Der neueste Trend im Automobilbau
27.12.2023 Lightweight Trend Expertenwissen

Der neueste Trend im Automobilbau

Gigacasting erlebt in der Automobilfertigung derzeit einen Hype. Und während Tesla den Begriff geprägt hat – es geht um riesige Hochdruck-Aluminiumdruckgussmaschinen, die Fahrzeugrahmen und Rohkarosserie herstellen – hat sich die Technologie vor allem in China durchgesetzt. Jetzt interessieren sich auch andere Automobilhersteller, darunter Toyota, für das Verfahren.

Autoteile Gigacasting Schematische Darstellung eines Tesla Model 3 (links) und einer Model Y-Rohkarosserie im Vergleich zwischen traditioneller und Gigacast-Montage. Das Model 3 besteht aus 171 Metallteilen, während die neue Gigacast-Heckstruktur des Model Y nur zwei Metallteile und 1.600 Schweißnähte weniger erfordert.

------------------------------------------------------------

Schriftliche Aufgabe A:
Beantworte anhand des Textes über Gigacasting:
(i) Welches Unternehmen hat den Begriff Gigacasting geprägt?
(ii) In welchem Land hat sich die Technologie vor allem durchgesetzt?
(iii) Aus wie vielen Metallteilen besteht das Model 3?
Schriftliche Aufgabe B:
Wie lautet der Satz „Jetzt interessieren sich auch andere Automobilhersteller, darunter Toyota, für das Verfahren.“ aus dem Text über Gigacasting auf Englisch?
Schriftliche Aufgabe C:
Setze den Text über Gigacasting nach seinem letzten Satz fort.
Die Auflistung wird hierfür nicht gebraucht.

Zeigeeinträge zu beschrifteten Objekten

------------------------------------------------------------

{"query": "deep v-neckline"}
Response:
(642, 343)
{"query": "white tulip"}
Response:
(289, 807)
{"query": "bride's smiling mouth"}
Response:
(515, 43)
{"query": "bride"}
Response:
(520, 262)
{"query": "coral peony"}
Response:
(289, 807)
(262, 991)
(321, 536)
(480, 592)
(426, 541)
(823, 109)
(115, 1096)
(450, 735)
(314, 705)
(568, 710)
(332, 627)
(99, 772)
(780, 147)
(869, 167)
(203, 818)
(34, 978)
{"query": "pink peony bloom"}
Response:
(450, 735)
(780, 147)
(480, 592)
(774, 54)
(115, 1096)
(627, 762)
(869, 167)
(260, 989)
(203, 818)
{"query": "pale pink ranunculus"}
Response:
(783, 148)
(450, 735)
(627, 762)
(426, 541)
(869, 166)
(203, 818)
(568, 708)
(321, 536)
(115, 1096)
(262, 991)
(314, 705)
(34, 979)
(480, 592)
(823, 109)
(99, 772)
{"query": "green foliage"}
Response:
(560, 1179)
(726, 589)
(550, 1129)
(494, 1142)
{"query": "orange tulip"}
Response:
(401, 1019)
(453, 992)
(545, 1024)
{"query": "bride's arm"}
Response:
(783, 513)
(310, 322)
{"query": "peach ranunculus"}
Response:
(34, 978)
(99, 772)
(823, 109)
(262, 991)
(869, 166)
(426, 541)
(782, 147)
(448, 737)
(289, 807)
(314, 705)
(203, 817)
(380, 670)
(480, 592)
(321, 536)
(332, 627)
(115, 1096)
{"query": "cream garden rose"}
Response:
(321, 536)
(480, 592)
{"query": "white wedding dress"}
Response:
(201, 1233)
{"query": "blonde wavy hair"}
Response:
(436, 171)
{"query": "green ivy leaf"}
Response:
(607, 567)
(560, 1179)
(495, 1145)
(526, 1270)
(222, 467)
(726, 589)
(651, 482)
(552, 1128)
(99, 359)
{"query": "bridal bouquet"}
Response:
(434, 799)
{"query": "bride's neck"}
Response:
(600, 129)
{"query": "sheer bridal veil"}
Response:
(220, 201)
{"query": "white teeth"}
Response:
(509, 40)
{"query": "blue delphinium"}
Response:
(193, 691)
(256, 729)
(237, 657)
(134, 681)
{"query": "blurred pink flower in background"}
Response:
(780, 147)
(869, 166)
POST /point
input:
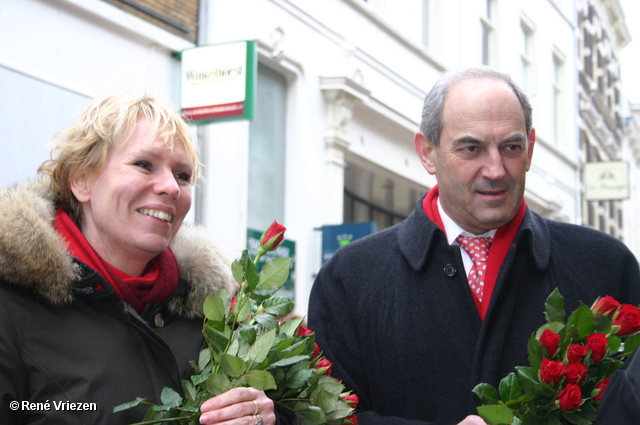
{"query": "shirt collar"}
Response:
(452, 229)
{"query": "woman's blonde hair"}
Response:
(81, 150)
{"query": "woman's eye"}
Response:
(184, 176)
(143, 164)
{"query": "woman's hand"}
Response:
(239, 406)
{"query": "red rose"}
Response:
(550, 371)
(574, 372)
(549, 340)
(597, 343)
(601, 386)
(303, 331)
(352, 400)
(628, 319)
(570, 398)
(576, 353)
(272, 237)
(606, 305)
(351, 419)
(316, 351)
(324, 366)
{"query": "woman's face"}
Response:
(134, 207)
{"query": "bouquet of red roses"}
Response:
(570, 365)
(246, 344)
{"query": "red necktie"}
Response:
(478, 250)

------------------------------------------------------------

Lösung A:
(i) Tesla
(ii) China
(iii) Aus 171 Metallteilen

Lösung B:
Now other automakers, including Toyota, are also taking an interest in the process.

Lösung C:
Der vermehrte Einsatz von Aluminium-Gigacasting-Modulen und -Strukturteilen wird in erster Linie durch die Notwendigkeit vorangetrieben, die kontinuierliche Zunahme des Fahrzeuggewichts zu vermeiden, die Kraftstoffeffizienz zu verbessern und der wachsenden Nachfrage nach batteriebetriebenen Elektrofahrzeugen gerecht zu werden. Richtig gemacht, kann Gigacasting theoretisch die Herstellungskosten pro Einheit senken, da das Schweißen von Dutzenden von Karosserieteilen durch das Gießen eines einzigen Moduls entfällt. In der Diskussion werden jedoch die grundlegenden Hindernisse bei der Umsetzung dieser Technologie weitgehend außer Acht gelassen.

Diese massiven Gussteile (auch Gigacastings oder Megacastings genannt) sind mit enormen Anlaufkosten verbunden, können Verzugsprobleme im Metall aufweisen, die Möglichkeiten der Kollisionsreparatur beeinträchtigen und erfordern umfangreiche End-of-Line-Inspektionsscans am Ende des Produktionsprozesses. Und das alles erst nachdem man die maßgeschneiderte, riesige Anlage bestellt, sie an ihren Platz gebracht und herausgefunden hat, wie man die Prozesse effizient abwickeln kann.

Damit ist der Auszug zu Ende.